- _ENTRIES SHOWN_
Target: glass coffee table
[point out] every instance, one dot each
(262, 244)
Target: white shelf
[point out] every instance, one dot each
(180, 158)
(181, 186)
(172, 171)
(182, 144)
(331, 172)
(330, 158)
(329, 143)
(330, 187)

- _WHAT TO WORK ON_
The required answer is each line of the entries containing the string "Target".

- _RESULT OF THIS EXERCISE_
Target: glass coffee table
Target: white shelf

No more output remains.